** Exercise **
The lines needed are those below that contain the word "countertop"; copy each one.

[Data excerpts]
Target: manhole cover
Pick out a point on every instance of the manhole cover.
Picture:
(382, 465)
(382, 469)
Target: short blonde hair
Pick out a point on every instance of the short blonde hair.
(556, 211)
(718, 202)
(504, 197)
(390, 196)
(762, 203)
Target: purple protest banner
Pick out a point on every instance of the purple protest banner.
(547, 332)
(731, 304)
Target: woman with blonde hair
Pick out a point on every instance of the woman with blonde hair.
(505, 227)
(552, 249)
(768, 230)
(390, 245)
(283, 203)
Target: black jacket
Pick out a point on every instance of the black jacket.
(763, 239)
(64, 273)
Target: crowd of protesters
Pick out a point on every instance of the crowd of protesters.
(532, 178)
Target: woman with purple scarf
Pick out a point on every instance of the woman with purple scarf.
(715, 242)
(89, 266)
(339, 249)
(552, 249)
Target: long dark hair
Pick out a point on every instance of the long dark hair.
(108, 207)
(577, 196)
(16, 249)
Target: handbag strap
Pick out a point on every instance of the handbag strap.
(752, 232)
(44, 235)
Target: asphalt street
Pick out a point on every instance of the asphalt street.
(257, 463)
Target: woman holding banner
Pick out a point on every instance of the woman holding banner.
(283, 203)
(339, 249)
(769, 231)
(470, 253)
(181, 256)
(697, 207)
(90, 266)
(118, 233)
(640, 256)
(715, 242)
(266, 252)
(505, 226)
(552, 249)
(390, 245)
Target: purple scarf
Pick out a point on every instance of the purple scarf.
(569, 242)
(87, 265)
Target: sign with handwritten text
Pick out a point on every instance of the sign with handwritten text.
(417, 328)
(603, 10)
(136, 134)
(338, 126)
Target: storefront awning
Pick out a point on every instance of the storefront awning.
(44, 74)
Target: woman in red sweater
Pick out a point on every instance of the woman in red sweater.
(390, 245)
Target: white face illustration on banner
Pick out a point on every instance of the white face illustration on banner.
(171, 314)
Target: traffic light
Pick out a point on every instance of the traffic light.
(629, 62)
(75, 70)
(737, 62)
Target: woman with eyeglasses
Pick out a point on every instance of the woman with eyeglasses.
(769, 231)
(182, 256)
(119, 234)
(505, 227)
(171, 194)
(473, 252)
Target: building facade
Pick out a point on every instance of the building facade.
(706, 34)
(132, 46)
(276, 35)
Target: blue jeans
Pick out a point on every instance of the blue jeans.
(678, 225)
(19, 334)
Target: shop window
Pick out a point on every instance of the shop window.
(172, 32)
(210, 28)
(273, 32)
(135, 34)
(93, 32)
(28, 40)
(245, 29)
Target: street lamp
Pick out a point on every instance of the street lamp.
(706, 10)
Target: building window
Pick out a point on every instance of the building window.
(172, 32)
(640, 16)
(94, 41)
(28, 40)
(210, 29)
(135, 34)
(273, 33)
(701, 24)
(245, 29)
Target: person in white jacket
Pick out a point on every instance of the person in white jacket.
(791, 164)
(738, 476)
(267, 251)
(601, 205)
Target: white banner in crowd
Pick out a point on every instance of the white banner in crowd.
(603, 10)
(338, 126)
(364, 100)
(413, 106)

---

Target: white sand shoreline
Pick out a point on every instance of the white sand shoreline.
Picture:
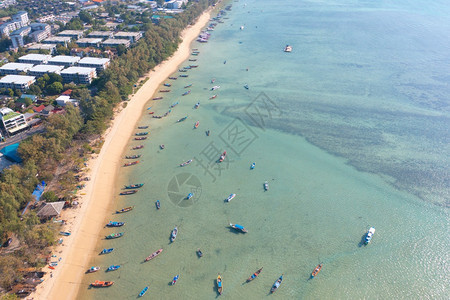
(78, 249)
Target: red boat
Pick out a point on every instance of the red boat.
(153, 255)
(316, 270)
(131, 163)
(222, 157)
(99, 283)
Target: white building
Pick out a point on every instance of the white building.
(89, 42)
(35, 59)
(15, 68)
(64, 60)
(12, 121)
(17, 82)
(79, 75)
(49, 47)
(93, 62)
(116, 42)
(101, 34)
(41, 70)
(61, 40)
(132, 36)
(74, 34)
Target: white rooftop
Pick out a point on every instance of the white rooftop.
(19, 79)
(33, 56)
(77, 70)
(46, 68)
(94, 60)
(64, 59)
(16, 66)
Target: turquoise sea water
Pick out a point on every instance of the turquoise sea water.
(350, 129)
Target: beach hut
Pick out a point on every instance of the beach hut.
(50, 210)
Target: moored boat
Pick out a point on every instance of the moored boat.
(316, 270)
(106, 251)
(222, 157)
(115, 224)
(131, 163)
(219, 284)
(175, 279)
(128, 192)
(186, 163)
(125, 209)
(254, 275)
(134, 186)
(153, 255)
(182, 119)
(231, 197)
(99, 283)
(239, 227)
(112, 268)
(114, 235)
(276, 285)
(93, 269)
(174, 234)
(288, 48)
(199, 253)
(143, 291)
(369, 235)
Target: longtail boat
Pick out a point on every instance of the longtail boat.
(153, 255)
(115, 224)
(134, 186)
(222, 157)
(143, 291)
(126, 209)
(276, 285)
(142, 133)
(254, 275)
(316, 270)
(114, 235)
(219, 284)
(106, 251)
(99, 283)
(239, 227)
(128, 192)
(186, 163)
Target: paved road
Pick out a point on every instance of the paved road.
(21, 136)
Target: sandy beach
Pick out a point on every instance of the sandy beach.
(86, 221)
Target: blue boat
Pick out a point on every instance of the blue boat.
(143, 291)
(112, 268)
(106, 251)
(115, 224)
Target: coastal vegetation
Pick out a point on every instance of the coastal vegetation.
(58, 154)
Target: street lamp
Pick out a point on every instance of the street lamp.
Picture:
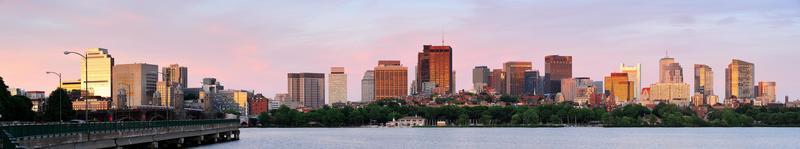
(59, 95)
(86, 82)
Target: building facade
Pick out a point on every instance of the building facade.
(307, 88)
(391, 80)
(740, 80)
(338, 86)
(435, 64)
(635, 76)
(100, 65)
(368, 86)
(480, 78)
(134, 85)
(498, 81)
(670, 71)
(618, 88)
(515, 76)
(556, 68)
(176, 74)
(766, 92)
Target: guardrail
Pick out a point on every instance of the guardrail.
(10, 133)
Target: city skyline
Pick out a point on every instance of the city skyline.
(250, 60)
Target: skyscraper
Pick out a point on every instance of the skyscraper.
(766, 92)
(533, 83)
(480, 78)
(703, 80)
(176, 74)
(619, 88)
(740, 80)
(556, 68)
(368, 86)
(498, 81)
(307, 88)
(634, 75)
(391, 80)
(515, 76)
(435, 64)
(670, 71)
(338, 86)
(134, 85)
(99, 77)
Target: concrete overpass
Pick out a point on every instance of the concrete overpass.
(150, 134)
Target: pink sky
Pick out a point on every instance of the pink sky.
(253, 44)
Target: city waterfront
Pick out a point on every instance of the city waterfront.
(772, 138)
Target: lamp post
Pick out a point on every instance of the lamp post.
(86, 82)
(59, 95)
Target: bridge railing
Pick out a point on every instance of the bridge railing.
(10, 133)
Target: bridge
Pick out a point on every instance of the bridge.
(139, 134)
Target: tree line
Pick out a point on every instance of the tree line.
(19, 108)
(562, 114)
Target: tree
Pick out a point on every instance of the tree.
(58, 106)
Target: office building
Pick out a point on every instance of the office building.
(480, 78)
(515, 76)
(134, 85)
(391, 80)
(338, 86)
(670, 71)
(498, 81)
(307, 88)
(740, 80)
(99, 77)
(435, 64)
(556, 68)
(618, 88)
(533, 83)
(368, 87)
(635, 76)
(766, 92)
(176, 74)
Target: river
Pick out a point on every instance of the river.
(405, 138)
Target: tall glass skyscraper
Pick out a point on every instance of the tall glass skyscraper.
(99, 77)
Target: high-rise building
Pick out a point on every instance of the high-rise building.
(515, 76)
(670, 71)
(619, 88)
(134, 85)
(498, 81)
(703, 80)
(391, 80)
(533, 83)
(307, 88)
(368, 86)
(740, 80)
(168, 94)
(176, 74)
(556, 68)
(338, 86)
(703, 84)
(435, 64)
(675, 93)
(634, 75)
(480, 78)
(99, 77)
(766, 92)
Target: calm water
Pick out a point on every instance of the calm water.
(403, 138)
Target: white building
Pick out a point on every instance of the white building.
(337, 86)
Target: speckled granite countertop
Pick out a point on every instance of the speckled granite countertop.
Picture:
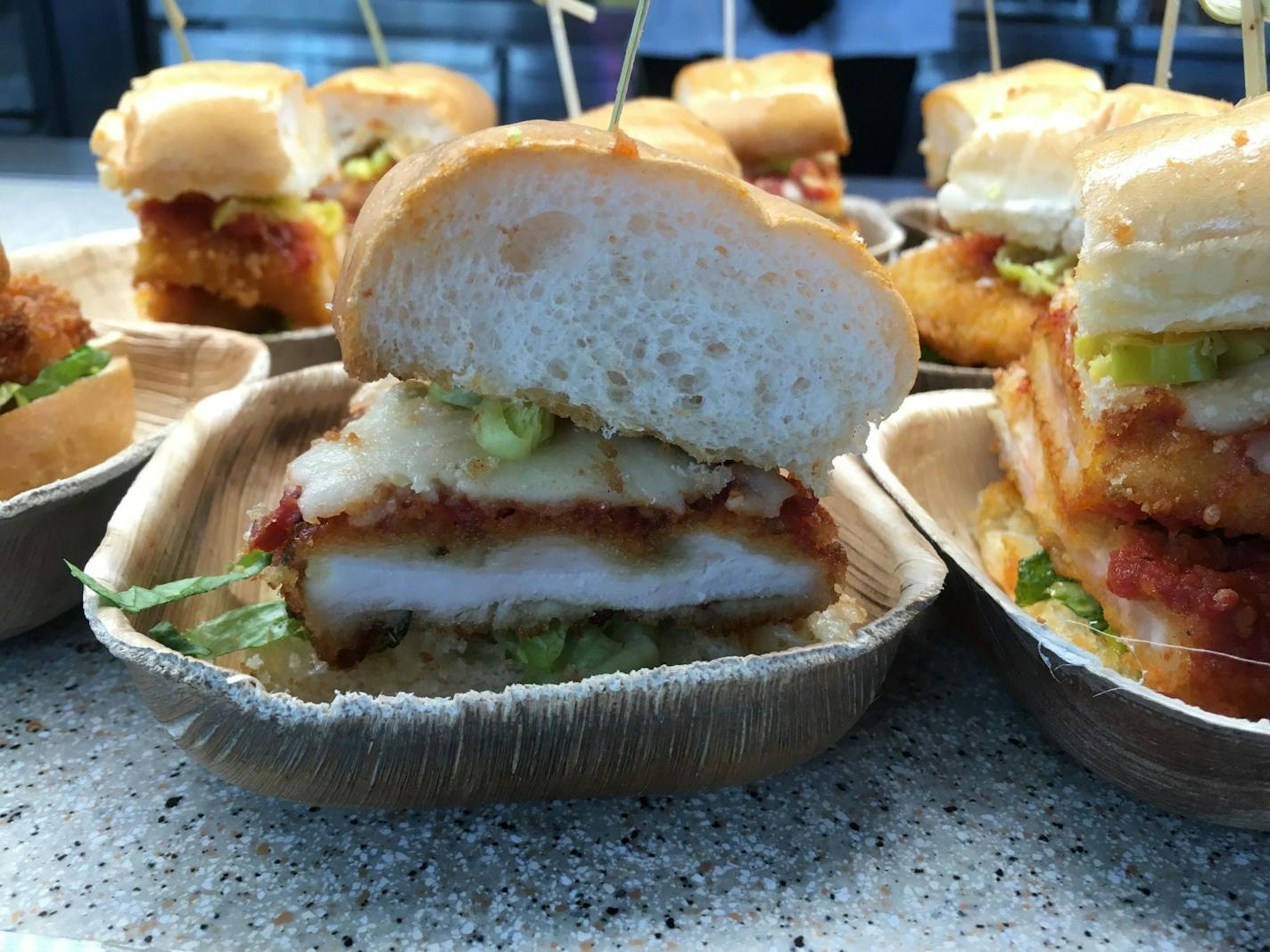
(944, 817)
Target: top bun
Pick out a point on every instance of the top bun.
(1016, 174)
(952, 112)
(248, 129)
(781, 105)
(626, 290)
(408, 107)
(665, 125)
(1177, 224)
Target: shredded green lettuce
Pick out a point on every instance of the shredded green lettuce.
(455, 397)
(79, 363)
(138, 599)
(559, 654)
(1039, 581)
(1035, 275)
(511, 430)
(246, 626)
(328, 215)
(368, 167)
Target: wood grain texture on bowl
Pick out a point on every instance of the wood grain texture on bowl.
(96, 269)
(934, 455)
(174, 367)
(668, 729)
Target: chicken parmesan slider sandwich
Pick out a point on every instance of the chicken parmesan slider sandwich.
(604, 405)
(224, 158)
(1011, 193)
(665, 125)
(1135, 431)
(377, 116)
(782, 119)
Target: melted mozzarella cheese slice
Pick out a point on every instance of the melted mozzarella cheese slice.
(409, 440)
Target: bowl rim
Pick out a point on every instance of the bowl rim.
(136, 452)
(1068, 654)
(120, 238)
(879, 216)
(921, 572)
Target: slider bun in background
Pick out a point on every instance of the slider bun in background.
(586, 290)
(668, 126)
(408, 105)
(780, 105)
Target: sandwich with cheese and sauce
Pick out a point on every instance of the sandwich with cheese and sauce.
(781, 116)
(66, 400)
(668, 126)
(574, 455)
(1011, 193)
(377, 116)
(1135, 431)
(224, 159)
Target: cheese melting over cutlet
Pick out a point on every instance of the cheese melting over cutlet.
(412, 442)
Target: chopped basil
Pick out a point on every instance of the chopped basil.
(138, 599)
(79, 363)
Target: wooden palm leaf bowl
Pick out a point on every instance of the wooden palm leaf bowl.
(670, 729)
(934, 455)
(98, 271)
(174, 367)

==

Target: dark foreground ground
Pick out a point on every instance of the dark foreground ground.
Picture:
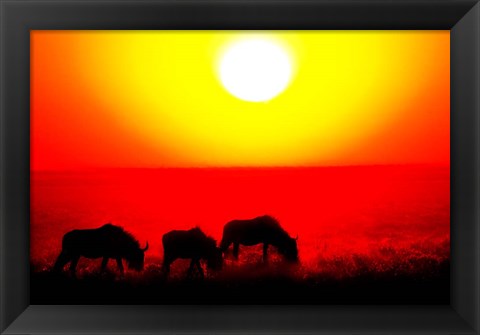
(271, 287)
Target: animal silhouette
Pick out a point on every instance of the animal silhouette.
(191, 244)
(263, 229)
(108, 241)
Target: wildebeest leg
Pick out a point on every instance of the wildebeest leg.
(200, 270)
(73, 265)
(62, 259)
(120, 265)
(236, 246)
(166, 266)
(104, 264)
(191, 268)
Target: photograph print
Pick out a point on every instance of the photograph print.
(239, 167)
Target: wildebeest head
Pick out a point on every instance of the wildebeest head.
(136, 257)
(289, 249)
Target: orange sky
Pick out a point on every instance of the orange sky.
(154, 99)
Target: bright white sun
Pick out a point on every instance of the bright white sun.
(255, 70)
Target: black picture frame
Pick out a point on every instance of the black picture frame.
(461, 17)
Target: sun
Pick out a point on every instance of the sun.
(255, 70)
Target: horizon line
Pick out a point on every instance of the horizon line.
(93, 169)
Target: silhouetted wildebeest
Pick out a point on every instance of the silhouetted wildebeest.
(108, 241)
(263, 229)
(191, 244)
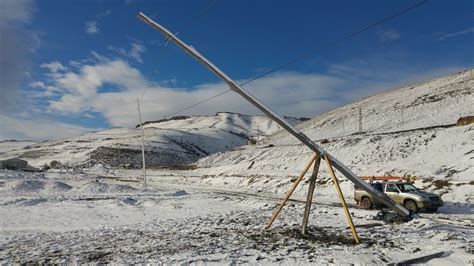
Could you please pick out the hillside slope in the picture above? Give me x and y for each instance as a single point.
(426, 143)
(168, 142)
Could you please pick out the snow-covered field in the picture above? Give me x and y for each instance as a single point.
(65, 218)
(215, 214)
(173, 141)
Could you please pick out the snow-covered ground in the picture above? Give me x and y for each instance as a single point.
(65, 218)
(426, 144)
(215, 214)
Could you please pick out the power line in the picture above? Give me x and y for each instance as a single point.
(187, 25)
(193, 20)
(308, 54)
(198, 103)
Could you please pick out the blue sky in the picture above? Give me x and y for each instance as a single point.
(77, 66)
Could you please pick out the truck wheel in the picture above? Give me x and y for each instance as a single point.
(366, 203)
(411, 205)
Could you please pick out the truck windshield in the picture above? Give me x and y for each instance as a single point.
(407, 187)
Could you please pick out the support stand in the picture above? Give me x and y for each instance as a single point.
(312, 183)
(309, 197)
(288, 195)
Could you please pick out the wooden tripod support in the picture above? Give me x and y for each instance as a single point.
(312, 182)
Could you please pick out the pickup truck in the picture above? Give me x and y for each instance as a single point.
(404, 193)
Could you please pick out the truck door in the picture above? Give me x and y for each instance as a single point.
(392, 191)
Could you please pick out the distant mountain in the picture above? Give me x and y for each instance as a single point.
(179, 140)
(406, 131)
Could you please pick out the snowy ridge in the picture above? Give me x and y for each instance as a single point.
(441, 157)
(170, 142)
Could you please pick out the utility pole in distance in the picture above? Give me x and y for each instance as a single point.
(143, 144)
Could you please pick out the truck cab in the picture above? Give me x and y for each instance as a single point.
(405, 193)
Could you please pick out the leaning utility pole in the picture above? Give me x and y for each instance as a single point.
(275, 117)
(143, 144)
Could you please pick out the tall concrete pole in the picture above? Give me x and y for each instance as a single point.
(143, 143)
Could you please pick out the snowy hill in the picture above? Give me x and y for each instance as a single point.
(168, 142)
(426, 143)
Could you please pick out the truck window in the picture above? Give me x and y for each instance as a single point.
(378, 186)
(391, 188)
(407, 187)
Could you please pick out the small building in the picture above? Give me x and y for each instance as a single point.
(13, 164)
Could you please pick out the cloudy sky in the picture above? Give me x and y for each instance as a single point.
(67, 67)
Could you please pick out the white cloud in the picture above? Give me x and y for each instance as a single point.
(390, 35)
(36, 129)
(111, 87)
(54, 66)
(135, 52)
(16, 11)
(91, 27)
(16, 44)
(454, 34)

** Task output **
Target: speckled granite countertop
Pick out a point on every instance of the speckled granite countertop.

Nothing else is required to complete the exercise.